■ WORK INSTRUCTIONS: Repeat nothing but the lines below running from the one containing "Task: point: the brown branchlet" to the one containing "Task: point: the white". Keep both end lines.

■ RECORDS TO PROCESS:
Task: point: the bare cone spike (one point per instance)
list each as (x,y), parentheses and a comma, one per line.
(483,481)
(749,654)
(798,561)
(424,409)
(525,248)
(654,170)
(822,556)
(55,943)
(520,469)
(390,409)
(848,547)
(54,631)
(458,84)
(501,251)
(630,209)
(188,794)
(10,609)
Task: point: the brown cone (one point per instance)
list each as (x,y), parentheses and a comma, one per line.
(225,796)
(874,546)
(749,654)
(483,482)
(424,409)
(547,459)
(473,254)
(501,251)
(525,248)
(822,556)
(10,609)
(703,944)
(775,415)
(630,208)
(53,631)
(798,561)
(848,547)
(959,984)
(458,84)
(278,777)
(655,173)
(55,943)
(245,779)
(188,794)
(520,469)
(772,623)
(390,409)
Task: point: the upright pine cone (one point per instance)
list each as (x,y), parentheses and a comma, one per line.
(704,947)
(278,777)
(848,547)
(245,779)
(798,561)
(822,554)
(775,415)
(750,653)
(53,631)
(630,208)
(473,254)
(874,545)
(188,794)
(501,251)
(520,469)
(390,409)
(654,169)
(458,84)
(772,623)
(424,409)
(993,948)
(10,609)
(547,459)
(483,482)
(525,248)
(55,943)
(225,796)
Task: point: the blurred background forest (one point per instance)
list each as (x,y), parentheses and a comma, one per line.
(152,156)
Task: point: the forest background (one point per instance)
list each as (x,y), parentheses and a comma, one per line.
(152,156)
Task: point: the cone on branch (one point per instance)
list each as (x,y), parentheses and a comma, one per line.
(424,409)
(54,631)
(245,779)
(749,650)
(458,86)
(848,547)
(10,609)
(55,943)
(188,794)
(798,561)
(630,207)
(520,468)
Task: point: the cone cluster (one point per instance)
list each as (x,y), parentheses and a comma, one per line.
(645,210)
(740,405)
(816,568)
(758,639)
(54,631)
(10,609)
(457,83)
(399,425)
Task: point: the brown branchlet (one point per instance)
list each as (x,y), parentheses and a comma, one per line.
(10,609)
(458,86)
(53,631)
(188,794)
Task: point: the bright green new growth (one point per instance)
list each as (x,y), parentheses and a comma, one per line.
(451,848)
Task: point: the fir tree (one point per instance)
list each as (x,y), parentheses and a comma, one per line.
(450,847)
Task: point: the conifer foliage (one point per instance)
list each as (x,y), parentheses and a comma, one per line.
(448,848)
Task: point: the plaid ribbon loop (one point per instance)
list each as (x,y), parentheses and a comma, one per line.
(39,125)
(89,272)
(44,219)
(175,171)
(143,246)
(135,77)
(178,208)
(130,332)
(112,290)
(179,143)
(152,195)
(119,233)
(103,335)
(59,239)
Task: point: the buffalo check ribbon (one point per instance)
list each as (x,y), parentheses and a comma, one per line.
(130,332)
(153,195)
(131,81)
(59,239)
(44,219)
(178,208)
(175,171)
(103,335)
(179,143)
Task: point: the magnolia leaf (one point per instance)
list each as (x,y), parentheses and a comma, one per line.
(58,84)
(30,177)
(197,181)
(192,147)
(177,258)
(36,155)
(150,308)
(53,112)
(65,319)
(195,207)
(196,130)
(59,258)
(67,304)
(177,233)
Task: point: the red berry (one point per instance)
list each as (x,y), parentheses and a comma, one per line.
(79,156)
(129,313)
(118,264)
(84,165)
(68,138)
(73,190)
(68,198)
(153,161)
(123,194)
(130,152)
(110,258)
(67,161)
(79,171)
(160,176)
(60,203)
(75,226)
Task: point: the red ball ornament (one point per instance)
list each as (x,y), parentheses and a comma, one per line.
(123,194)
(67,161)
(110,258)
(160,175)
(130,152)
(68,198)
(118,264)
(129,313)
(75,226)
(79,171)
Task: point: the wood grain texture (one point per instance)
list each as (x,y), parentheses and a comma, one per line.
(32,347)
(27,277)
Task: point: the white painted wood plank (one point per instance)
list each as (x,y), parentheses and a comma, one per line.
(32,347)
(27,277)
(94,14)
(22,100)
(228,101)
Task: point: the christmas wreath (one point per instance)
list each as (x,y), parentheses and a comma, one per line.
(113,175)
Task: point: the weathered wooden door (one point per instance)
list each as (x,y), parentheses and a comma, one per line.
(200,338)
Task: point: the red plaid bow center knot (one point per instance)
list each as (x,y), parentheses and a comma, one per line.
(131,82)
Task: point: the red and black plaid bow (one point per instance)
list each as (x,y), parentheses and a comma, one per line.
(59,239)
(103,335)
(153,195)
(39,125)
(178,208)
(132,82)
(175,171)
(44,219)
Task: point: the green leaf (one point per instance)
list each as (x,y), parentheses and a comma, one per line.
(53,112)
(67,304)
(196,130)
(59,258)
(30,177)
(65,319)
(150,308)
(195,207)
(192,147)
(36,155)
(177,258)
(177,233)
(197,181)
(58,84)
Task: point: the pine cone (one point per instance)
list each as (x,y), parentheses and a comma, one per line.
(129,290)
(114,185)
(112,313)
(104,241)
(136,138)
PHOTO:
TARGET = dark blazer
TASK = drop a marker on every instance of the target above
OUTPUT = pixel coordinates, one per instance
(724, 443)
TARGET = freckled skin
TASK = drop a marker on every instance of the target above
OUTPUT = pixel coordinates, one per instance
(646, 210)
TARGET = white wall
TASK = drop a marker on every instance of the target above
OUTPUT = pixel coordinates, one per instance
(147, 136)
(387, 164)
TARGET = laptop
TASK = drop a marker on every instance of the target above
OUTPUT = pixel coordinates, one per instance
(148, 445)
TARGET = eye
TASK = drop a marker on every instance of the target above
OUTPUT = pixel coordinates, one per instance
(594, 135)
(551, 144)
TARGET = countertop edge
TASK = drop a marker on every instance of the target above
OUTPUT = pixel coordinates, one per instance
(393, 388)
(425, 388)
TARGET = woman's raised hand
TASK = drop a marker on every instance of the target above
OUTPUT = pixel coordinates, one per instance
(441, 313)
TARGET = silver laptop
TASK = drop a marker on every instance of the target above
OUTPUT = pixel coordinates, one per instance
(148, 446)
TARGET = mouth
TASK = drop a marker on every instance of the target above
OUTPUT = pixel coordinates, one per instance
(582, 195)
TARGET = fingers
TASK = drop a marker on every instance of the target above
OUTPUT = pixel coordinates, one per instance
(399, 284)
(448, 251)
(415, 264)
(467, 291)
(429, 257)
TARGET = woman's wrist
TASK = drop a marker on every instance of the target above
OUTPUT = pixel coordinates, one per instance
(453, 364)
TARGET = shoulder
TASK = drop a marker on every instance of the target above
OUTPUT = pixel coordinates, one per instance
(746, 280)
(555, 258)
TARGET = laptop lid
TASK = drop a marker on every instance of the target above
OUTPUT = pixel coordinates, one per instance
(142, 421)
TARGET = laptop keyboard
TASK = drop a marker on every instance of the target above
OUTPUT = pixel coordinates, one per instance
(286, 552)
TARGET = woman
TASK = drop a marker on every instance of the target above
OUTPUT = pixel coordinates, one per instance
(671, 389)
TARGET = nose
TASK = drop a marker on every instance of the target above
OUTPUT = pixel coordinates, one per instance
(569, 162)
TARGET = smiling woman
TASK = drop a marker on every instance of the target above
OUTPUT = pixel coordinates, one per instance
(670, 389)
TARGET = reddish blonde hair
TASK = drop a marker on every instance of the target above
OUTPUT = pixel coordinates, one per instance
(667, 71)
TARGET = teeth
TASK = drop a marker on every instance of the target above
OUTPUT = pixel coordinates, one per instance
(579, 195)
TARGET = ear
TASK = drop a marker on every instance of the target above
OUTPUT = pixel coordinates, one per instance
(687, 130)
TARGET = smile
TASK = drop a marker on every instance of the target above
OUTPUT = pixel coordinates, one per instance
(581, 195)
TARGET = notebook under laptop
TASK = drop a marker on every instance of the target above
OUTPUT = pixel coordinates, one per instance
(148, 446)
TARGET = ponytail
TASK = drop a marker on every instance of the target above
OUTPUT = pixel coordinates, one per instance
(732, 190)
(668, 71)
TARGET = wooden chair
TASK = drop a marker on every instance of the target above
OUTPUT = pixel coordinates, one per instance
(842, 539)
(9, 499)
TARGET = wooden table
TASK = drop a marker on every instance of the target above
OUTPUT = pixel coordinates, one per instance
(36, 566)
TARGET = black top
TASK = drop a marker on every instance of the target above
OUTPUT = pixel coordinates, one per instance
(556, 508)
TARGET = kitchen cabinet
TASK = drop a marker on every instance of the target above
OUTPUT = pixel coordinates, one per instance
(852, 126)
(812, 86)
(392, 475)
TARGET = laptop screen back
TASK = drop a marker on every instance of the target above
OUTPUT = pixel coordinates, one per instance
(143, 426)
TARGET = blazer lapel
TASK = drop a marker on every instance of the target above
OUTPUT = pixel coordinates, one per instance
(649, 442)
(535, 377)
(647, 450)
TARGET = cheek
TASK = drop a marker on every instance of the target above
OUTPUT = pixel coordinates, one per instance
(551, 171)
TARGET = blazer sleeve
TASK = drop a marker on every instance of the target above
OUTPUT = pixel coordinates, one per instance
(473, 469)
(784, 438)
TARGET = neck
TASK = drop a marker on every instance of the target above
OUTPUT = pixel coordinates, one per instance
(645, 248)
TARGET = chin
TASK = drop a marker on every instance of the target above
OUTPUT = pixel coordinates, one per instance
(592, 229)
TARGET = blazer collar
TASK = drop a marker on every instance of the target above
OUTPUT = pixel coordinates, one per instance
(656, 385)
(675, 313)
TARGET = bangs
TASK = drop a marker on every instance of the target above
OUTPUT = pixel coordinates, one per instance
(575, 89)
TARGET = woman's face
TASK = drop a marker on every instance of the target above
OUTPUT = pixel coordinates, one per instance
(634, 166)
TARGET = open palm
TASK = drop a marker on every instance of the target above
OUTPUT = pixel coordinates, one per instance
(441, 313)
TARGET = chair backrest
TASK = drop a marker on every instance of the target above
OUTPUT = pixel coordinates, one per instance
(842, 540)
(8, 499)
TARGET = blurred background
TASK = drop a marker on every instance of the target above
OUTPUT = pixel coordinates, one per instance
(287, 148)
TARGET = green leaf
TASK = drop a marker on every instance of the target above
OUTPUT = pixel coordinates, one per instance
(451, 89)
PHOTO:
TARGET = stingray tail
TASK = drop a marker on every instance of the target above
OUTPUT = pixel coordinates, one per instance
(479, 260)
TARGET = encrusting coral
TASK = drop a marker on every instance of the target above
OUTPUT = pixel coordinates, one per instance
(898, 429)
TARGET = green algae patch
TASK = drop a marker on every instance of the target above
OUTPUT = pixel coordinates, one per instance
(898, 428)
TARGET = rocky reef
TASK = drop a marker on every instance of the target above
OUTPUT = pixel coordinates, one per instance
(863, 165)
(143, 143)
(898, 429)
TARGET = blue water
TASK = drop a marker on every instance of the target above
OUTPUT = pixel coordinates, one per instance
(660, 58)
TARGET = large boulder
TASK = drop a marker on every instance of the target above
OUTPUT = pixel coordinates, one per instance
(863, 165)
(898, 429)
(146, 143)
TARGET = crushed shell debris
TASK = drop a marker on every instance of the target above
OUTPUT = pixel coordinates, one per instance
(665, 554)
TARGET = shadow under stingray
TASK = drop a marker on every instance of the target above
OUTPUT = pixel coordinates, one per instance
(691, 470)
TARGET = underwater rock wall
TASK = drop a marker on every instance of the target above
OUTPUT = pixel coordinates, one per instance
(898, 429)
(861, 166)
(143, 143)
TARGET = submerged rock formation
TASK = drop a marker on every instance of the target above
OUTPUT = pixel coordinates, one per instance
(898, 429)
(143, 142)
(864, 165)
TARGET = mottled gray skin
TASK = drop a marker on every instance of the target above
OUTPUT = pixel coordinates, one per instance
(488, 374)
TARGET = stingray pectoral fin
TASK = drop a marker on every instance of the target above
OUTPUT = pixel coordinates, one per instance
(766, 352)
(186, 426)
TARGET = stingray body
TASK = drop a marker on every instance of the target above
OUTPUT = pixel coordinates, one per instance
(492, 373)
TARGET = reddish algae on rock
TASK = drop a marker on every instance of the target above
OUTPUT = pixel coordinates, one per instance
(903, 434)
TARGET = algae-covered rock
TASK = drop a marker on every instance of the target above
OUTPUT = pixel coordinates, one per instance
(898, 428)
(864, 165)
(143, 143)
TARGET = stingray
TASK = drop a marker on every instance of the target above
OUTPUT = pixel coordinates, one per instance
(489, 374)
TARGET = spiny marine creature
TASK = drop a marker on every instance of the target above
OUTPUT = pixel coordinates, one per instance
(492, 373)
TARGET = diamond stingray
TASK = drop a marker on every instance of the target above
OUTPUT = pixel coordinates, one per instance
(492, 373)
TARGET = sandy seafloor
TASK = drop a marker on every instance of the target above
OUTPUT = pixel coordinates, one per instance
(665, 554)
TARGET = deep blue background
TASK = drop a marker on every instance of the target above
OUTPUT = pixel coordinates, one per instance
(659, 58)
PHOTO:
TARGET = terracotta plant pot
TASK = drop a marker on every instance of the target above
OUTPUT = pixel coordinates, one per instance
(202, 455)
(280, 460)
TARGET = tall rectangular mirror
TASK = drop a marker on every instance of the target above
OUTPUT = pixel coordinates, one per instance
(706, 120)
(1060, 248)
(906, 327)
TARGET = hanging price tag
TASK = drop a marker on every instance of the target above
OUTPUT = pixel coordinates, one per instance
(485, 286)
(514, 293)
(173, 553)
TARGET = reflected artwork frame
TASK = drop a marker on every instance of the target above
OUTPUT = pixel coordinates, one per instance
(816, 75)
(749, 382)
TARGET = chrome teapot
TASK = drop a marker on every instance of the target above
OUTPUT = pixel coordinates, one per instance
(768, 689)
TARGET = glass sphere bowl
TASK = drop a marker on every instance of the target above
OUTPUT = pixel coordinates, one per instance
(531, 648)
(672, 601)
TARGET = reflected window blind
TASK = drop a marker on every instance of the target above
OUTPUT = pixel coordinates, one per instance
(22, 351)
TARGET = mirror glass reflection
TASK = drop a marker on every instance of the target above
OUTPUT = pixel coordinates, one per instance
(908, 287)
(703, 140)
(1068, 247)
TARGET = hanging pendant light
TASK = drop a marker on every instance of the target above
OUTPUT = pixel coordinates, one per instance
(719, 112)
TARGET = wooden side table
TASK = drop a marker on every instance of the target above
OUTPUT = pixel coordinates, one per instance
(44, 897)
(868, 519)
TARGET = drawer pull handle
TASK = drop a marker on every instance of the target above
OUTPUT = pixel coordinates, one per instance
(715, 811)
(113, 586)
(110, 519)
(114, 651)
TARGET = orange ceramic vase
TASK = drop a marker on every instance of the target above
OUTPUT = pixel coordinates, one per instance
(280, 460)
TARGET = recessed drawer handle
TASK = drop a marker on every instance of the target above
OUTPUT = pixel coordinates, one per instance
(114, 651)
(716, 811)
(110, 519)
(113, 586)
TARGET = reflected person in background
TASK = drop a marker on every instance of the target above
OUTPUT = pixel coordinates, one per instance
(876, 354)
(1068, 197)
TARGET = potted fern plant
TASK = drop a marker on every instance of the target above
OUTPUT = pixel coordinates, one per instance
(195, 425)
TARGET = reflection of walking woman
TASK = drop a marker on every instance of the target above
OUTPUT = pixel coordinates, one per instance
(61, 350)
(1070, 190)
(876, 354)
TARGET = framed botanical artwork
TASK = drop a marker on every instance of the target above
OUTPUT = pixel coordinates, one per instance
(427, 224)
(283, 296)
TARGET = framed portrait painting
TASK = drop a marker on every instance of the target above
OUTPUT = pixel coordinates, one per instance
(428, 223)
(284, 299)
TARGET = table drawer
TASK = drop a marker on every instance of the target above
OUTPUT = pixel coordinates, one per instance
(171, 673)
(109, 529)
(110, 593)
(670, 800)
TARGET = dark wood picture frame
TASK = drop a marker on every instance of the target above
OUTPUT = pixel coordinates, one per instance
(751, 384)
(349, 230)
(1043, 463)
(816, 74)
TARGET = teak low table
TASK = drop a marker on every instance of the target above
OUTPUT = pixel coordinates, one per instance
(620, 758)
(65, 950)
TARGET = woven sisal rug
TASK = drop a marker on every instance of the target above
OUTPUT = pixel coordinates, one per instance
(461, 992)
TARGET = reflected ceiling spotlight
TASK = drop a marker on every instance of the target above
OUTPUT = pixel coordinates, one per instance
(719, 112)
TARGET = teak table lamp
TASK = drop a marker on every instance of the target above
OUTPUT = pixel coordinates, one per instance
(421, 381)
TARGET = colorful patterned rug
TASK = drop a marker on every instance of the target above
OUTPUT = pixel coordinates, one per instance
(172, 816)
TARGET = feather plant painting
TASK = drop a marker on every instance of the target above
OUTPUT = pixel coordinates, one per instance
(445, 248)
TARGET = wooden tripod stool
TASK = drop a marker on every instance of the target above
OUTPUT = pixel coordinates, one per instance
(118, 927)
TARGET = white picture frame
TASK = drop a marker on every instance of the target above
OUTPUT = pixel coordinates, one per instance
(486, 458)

■ SOLUTION TO THIS TASK:
Task: point: the brown branchlet (one point per instance)
list each as (x,y), parentheses and a comma, one per line.
(10,609)
(458,86)
(53,631)
(188,794)
Task: point: the bright green new growth (one point per instance)
list each as (x,y), parentheses and a comma, one per line.
(451,848)
Task: point: the fir tree (one point per instance)
list each as (x,y), parentheses and a comma, one per line.
(450,847)
Task: point: the conifer foliage (one point per instance)
list each as (x,y), parentheses and a comma, one per line.
(448,848)
Task: point: the plaid ribbon loop (one point per instance)
list each as (x,y), parentheses and a comma, one per line.
(39,125)
(89,272)
(44,219)
(175,171)
(143,246)
(135,77)
(178,208)
(130,332)
(112,290)
(179,143)
(152,195)
(119,233)
(103,335)
(59,239)
Task: point: the buffalo check ribbon (one point per instance)
list each as (x,y), parentheses and a comma, one per line.
(130,332)
(153,195)
(131,81)
(59,239)
(44,219)
(178,208)
(175,171)
(103,335)
(179,143)
Task: point: the magnolia leaf (one point per instance)
list each as (x,y), parentheses and a comma, one per line.
(58,84)
(30,177)
(197,181)
(192,147)
(177,258)
(36,155)
(150,308)
(53,112)
(65,319)
(195,207)
(196,130)
(59,258)
(67,304)
(177,233)
Task: point: the red berry (one point per instance)
list each as (x,y), parentheses and a comma, one per line.
(79,156)
(129,313)
(118,264)
(84,165)
(68,138)
(73,190)
(68,198)
(153,161)
(123,194)
(130,152)
(110,258)
(67,161)
(79,171)
(160,176)
(60,203)
(75,226)
Task: point: the red ball ornament (one point per instance)
list each as (x,y), parentheses and a comma, one per line.
(123,194)
(67,161)
(110,258)
(160,175)
(130,152)
(68,198)
(118,264)
(129,313)
(75,226)
(79,171)
Task: point: the wood grain texture (one point per instance)
list each as (x,y), parentheses and a comma, one per line.
(32,347)
(27,277)
Task: point: the white painted wood plank (one point per instance)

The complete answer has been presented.